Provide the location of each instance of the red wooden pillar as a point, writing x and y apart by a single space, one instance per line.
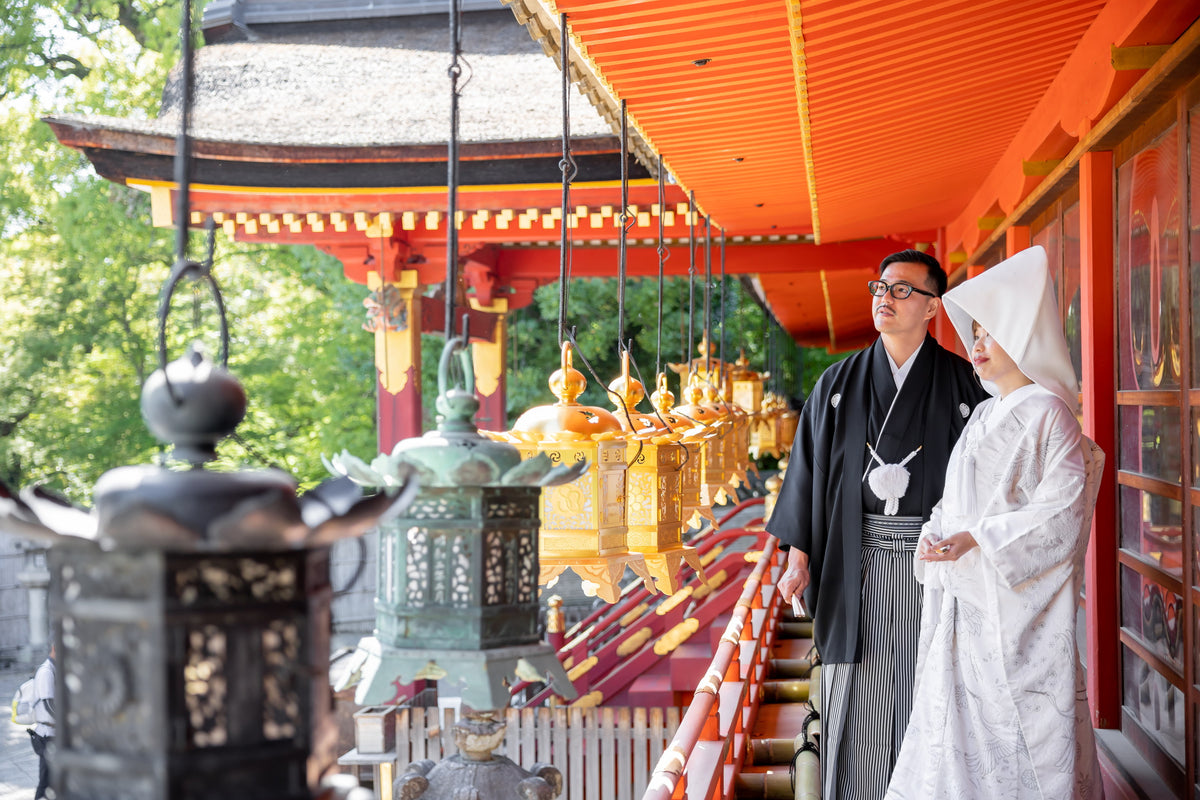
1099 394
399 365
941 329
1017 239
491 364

****************************************

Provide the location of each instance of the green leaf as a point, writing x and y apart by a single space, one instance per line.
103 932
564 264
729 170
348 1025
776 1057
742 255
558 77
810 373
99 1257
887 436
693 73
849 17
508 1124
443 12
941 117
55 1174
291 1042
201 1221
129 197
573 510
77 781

****************************************

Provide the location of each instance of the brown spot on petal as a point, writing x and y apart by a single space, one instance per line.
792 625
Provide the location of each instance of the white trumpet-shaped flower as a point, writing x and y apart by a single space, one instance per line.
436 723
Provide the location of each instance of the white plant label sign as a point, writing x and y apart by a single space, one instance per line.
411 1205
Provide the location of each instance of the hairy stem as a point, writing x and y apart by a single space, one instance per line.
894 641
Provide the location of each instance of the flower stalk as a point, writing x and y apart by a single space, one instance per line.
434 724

****************************************

= SHORT TASK =
How many lines of the data above contain the string "flower"? Reply with the number alone.

= FINAL ANSWER =
2